(Beginning of PROVIDED DATA)

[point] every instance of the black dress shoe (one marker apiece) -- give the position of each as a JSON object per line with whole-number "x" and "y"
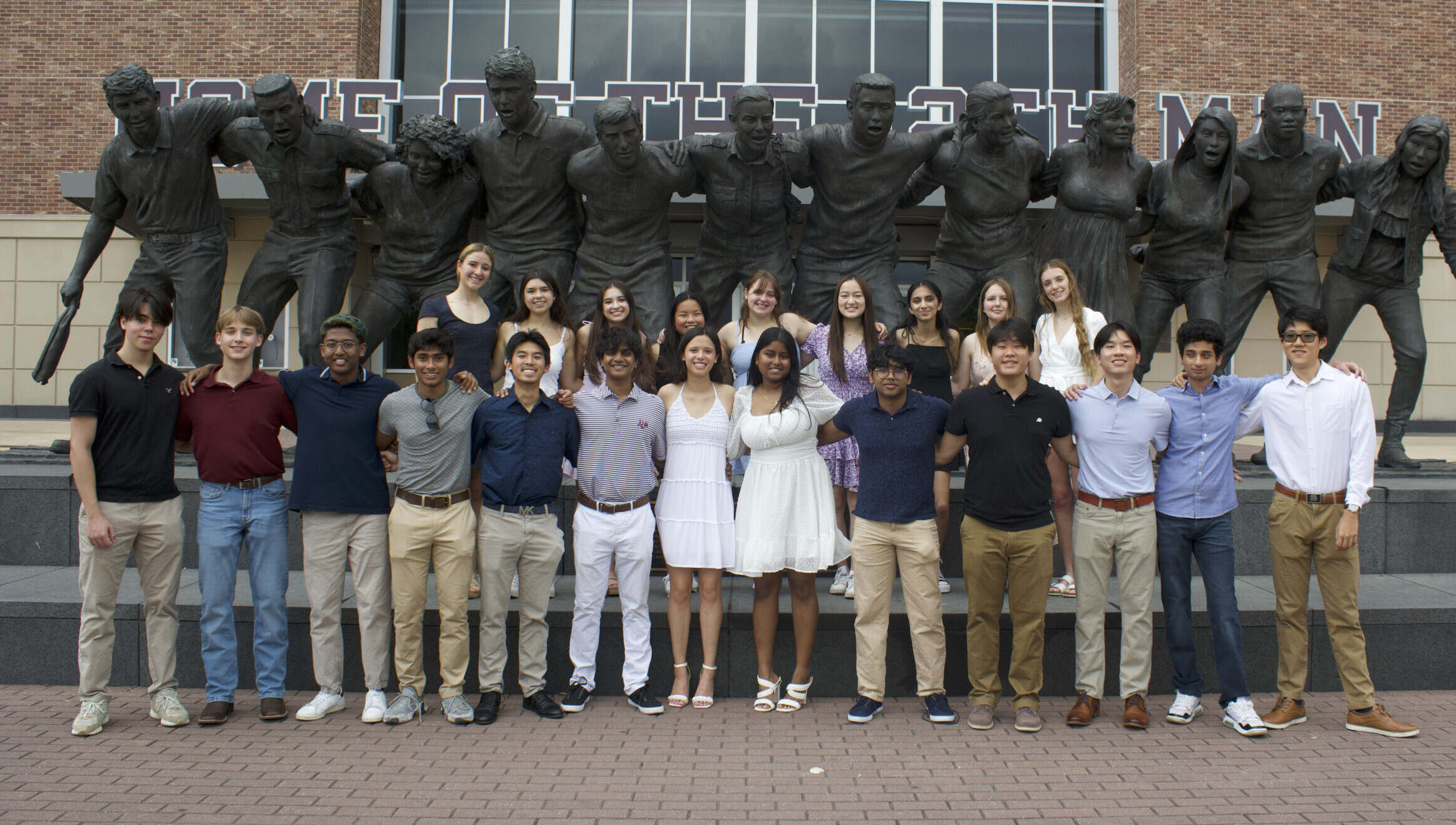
{"x": 544, "y": 705}
{"x": 488, "y": 709}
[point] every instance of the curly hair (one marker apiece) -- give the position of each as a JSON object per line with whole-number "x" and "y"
{"x": 440, "y": 135}
{"x": 128, "y": 81}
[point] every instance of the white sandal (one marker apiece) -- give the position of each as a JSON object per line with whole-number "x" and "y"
{"x": 795, "y": 697}
{"x": 768, "y": 696}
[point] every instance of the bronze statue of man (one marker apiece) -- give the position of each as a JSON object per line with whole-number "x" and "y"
{"x": 311, "y": 247}
{"x": 991, "y": 173}
{"x": 1398, "y": 201}
{"x": 160, "y": 165}
{"x": 628, "y": 185}
{"x": 424, "y": 204}
{"x": 534, "y": 217}
{"x": 747, "y": 177}
{"x": 858, "y": 172}
{"x": 1271, "y": 238}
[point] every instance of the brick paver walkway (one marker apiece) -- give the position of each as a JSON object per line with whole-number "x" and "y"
{"x": 726, "y": 764}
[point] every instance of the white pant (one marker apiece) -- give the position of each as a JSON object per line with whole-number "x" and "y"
{"x": 599, "y": 539}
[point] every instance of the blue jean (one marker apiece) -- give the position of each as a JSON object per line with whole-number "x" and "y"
{"x": 227, "y": 520}
{"x": 1211, "y": 540}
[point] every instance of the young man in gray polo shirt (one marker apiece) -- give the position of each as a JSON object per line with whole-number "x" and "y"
{"x": 431, "y": 523}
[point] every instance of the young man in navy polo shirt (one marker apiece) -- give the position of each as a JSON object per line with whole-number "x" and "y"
{"x": 124, "y": 411}
{"x": 230, "y": 421}
{"x": 894, "y": 524}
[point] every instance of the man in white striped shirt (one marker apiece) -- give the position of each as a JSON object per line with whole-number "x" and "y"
{"x": 624, "y": 444}
{"x": 1319, "y": 437}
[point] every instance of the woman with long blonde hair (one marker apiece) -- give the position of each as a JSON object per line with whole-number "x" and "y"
{"x": 1065, "y": 337}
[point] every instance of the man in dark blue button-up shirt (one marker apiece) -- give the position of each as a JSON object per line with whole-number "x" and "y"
{"x": 519, "y": 441}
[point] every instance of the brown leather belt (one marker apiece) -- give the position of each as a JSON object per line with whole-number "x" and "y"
{"x": 584, "y": 500}
{"x": 1311, "y": 498}
{"x": 254, "y": 483}
{"x": 1117, "y": 504}
{"x": 433, "y": 503}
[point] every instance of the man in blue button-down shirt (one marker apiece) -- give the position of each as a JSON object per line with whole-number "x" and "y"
{"x": 519, "y": 441}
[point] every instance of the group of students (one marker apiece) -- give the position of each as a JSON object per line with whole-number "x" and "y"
{"x": 850, "y": 468}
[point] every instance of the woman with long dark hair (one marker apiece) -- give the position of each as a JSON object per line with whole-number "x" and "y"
{"x": 785, "y": 521}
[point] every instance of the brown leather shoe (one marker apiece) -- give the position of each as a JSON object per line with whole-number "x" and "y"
{"x": 1083, "y": 710}
{"x": 272, "y": 709}
{"x": 216, "y": 714}
{"x": 1135, "y": 712}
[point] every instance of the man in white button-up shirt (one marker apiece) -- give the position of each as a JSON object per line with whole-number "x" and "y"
{"x": 1319, "y": 436}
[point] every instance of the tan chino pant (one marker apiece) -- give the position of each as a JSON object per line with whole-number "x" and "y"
{"x": 1302, "y": 533}
{"x": 153, "y": 530}
{"x": 877, "y": 549}
{"x": 334, "y": 543}
{"x": 999, "y": 562}
{"x": 446, "y": 537}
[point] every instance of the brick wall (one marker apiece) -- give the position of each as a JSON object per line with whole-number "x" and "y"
{"x": 53, "y": 115}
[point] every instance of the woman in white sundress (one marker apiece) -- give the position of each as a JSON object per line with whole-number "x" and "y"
{"x": 785, "y": 508}
{"x": 695, "y": 504}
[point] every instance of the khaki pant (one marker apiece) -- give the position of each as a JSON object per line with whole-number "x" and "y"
{"x": 875, "y": 550}
{"x": 996, "y": 562}
{"x": 333, "y": 543}
{"x": 153, "y": 530}
{"x": 534, "y": 546}
{"x": 417, "y": 537}
{"x": 1301, "y": 533}
{"x": 1101, "y": 536}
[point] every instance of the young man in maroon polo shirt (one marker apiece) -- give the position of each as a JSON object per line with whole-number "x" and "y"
{"x": 230, "y": 421}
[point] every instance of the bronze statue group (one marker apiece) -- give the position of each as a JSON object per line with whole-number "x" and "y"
{"x": 555, "y": 342}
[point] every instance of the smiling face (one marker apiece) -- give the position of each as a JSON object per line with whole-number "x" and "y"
{"x": 871, "y": 115}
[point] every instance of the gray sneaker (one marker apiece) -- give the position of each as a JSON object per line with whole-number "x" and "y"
{"x": 1028, "y": 720}
{"x": 982, "y": 716}
{"x": 458, "y": 710}
{"x": 167, "y": 709}
{"x": 405, "y": 707}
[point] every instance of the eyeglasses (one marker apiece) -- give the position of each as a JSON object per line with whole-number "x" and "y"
{"x": 1305, "y": 337}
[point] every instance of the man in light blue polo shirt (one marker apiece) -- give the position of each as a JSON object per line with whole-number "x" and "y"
{"x": 1114, "y": 424}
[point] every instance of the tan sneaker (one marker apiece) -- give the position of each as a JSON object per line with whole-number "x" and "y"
{"x": 1379, "y": 722}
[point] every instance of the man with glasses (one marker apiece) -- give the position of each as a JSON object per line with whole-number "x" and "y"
{"x": 894, "y": 526}
{"x": 431, "y": 524}
{"x": 1319, "y": 437}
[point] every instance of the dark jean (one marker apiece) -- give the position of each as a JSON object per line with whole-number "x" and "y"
{"x": 1211, "y": 541}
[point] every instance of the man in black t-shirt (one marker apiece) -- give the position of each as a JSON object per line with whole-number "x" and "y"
{"x": 124, "y": 412}
{"x": 1006, "y": 533}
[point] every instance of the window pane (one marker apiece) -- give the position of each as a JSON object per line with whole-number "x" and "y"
{"x": 659, "y": 39}
{"x": 601, "y": 51}
{"x": 902, "y": 44}
{"x": 477, "y": 34}
{"x": 844, "y": 46}
{"x": 967, "y": 44}
{"x": 1078, "y": 57}
{"x": 785, "y": 28}
{"x": 718, "y": 31}
{"x": 423, "y": 44}
{"x": 536, "y": 28}
{"x": 1023, "y": 46}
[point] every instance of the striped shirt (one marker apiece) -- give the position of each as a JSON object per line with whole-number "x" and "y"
{"x": 621, "y": 438}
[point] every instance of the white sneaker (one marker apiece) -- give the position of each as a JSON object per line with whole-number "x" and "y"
{"x": 374, "y": 706}
{"x": 92, "y": 716}
{"x": 1242, "y": 718}
{"x": 167, "y": 709}
{"x": 1184, "y": 709}
{"x": 321, "y": 706}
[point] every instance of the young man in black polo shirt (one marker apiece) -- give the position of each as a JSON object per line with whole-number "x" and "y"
{"x": 124, "y": 411}
{"x": 1006, "y": 533}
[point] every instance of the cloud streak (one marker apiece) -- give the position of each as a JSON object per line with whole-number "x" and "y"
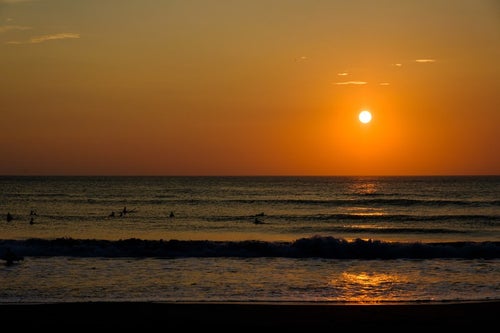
{"x": 425, "y": 61}
{"x": 6, "y": 28}
{"x": 355, "y": 83}
{"x": 45, "y": 38}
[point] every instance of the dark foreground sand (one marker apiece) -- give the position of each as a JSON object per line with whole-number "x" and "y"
{"x": 160, "y": 316}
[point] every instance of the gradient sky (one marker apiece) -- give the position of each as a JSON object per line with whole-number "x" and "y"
{"x": 234, "y": 87}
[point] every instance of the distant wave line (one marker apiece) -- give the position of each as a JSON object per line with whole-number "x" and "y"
{"x": 316, "y": 246}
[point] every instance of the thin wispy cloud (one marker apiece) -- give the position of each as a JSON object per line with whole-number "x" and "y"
{"x": 6, "y": 28}
{"x": 45, "y": 38}
{"x": 355, "y": 83}
{"x": 302, "y": 58}
{"x": 424, "y": 61}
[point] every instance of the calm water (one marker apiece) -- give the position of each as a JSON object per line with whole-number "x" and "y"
{"x": 250, "y": 239}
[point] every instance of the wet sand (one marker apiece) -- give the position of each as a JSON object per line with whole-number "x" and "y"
{"x": 244, "y": 316}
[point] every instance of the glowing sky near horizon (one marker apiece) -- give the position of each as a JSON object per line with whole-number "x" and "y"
{"x": 193, "y": 87}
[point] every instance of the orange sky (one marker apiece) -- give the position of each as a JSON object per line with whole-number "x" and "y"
{"x": 236, "y": 87}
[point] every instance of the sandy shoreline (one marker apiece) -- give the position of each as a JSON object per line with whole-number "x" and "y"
{"x": 250, "y": 315}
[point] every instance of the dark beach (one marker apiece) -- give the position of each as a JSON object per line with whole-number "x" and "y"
{"x": 140, "y": 315}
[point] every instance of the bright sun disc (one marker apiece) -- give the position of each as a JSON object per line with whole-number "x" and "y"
{"x": 365, "y": 117}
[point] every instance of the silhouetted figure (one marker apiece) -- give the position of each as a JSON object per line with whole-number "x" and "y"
{"x": 257, "y": 221}
{"x": 10, "y": 257}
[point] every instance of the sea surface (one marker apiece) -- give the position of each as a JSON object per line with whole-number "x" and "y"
{"x": 250, "y": 239}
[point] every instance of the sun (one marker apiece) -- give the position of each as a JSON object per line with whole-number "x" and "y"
{"x": 365, "y": 117}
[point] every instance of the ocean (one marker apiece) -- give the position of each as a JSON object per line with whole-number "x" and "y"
{"x": 250, "y": 239}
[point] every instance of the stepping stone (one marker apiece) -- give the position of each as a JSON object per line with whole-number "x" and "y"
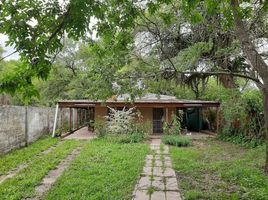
{"x": 169, "y": 172}
{"x": 155, "y": 147}
{"x": 144, "y": 183}
{"x": 158, "y": 183}
{"x": 158, "y": 163}
{"x": 157, "y": 151}
{"x": 141, "y": 195}
{"x": 171, "y": 184}
{"x": 168, "y": 164}
{"x": 158, "y": 171}
{"x": 147, "y": 171}
{"x": 173, "y": 196}
{"x": 148, "y": 163}
{"x": 158, "y": 195}
{"x": 167, "y": 159}
{"x": 157, "y": 157}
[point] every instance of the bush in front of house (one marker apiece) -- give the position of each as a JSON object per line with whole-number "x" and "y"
{"x": 121, "y": 126}
{"x": 176, "y": 140}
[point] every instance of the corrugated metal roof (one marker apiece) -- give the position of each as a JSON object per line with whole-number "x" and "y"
{"x": 147, "y": 98}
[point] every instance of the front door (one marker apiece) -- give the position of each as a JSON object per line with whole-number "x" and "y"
{"x": 158, "y": 114}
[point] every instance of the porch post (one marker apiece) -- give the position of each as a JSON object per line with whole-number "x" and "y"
{"x": 217, "y": 119}
{"x": 70, "y": 119}
{"x": 55, "y": 120}
{"x": 167, "y": 115}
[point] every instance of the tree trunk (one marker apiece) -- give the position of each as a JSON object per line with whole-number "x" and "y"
{"x": 265, "y": 102}
{"x": 256, "y": 61}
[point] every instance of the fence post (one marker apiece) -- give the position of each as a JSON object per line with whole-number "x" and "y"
{"x": 26, "y": 126}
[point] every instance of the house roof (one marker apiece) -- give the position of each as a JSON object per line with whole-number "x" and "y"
{"x": 147, "y": 100}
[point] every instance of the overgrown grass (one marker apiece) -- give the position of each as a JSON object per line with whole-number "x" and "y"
{"x": 176, "y": 140}
{"x": 23, "y": 155}
{"x": 125, "y": 138}
{"x": 23, "y": 184}
{"x": 242, "y": 140}
{"x": 211, "y": 169}
{"x": 103, "y": 170}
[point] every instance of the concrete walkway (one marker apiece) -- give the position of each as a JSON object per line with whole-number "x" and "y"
{"x": 81, "y": 134}
{"x": 158, "y": 179}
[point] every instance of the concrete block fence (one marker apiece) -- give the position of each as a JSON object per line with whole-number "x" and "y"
{"x": 22, "y": 125}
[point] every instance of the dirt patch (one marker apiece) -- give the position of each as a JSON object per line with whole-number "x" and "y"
{"x": 208, "y": 183}
{"x": 12, "y": 173}
{"x": 54, "y": 174}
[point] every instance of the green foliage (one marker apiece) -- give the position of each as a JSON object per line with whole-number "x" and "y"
{"x": 175, "y": 127}
{"x": 220, "y": 170}
{"x": 242, "y": 140}
{"x": 23, "y": 184}
{"x": 243, "y": 120}
{"x": 24, "y": 155}
{"x": 126, "y": 138}
{"x": 103, "y": 170}
{"x": 175, "y": 140}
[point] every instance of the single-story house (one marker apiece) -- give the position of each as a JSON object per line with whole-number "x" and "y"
{"x": 154, "y": 109}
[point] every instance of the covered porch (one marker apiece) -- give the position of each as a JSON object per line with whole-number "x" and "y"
{"x": 196, "y": 114}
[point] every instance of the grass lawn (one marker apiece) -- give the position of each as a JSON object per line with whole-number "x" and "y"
{"x": 23, "y": 155}
{"x": 103, "y": 170}
{"x": 210, "y": 169}
{"x": 23, "y": 184}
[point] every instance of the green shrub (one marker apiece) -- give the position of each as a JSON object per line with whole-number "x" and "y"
{"x": 175, "y": 140}
{"x": 175, "y": 127}
{"x": 100, "y": 128}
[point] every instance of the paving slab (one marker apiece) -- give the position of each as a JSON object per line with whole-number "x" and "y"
{"x": 171, "y": 184}
{"x": 173, "y": 196}
{"x": 141, "y": 195}
{"x": 147, "y": 171}
{"x": 144, "y": 183}
{"x": 158, "y": 195}
{"x": 158, "y": 183}
{"x": 169, "y": 172}
{"x": 159, "y": 175}
{"x": 158, "y": 171}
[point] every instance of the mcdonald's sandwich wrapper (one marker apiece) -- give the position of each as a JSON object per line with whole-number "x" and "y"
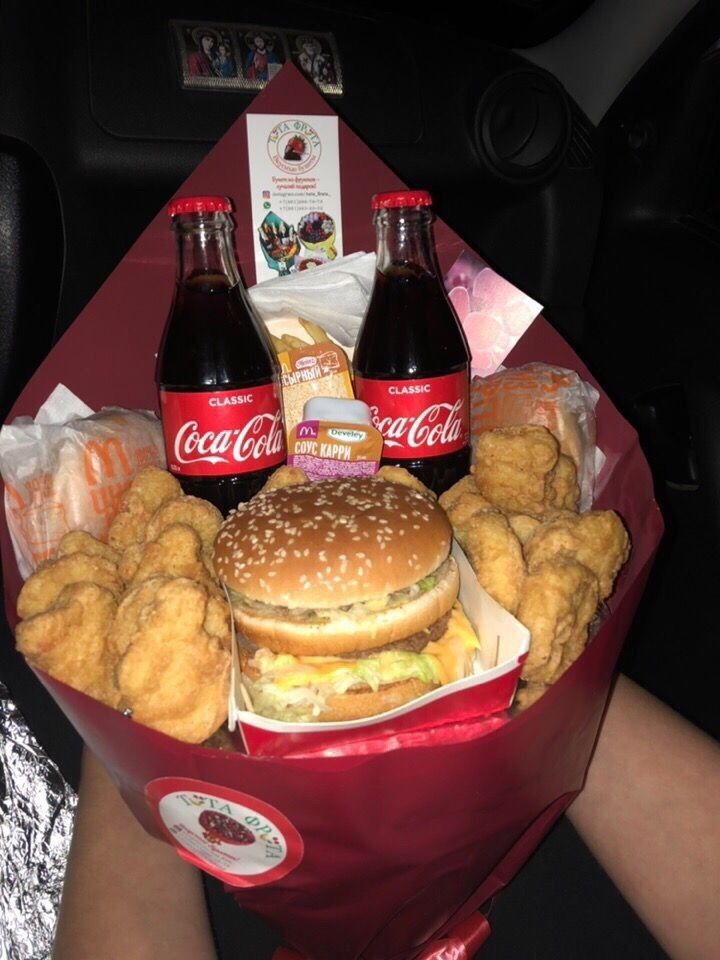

(End of PROVIDED DATA)

● **REQUIRED ACTION**
Starting with the line that contains "[point] every instance of the grass" and ending with the last line of the data above, transcribe exactly those lines and no others, without pictures.

● **YOUR SOLUTION**
[point] every instance of the grass lawn (one marker apiece) -- give the position of each as a JSON object per line with whole-number "x" and "y"
{"x": 23, "y": 155}
{"x": 103, "y": 170}
{"x": 210, "y": 169}
{"x": 23, "y": 184}
[point] every instance of the green shrub (one marker apiece) -- give the position of each as a JSON object per line with whole-number "x" and "y"
{"x": 175, "y": 140}
{"x": 175, "y": 127}
{"x": 100, "y": 128}
[point] every instance of the paving slab (one marker apiece) -- give the position of each as a JSON object per line with whole-number "x" and "y"
{"x": 171, "y": 184}
{"x": 173, "y": 196}
{"x": 141, "y": 195}
{"x": 147, "y": 171}
{"x": 144, "y": 183}
{"x": 158, "y": 195}
{"x": 158, "y": 183}
{"x": 169, "y": 172}
{"x": 159, "y": 175}
{"x": 158, "y": 171}
[point] every instance of the mcdonald's sandwich wrapper (one marker apiece) -- give the position of each as a JSON object per line with whole-number "x" and "y"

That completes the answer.